SUPPLIED RECORDS:

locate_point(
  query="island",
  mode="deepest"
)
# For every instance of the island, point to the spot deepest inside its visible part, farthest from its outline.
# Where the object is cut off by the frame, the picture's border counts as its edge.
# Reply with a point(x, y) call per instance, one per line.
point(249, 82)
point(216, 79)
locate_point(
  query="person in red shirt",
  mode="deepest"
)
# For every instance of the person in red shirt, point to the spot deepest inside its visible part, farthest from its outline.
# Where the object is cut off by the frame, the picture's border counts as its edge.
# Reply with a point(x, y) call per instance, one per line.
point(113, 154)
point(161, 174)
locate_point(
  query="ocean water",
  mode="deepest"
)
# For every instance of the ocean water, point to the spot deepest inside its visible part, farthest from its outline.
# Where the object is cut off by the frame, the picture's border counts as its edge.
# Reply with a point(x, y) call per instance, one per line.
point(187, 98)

--

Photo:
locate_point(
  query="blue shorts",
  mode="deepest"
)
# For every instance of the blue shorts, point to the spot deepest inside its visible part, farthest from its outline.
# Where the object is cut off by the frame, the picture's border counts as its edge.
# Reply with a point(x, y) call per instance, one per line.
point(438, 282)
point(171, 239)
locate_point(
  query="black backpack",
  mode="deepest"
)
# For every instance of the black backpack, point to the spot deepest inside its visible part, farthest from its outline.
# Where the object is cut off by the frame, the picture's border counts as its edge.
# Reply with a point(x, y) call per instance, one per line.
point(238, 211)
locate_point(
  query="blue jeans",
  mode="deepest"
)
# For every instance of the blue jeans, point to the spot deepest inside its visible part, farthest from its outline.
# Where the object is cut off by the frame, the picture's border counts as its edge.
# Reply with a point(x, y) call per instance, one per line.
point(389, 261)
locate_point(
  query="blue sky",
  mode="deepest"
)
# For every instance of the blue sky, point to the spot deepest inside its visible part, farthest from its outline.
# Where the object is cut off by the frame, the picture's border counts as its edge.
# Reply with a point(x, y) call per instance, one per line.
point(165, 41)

---

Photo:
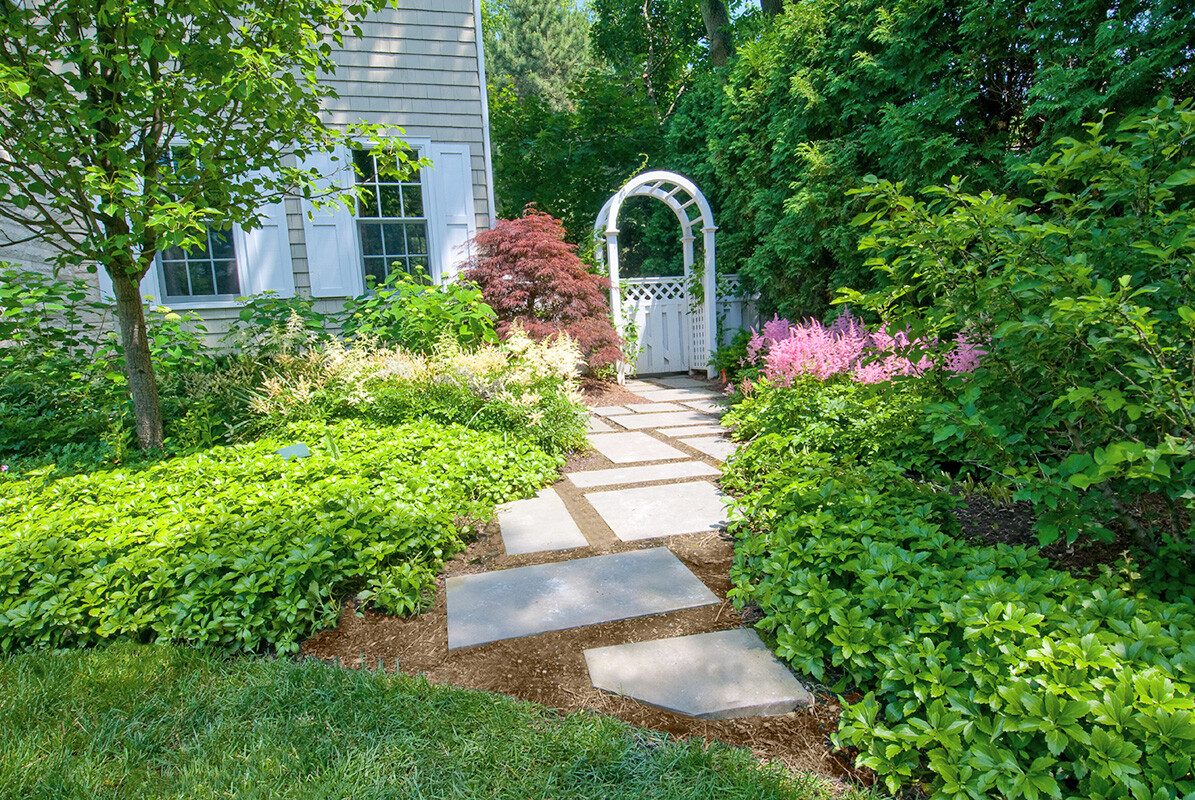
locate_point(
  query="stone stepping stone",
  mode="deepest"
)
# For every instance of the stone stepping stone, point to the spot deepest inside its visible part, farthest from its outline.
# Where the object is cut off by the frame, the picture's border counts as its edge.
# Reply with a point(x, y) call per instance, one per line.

GIVEN EXERCISE: Which lines in the data above contain the string "shorts"? Find each one and copy it out in full.

SOLUTION TO THIS TASK:
  query="blue shorts",
# For every instance of the blue shorts, point to the spot deepest inside its visible part, farthest from its outline.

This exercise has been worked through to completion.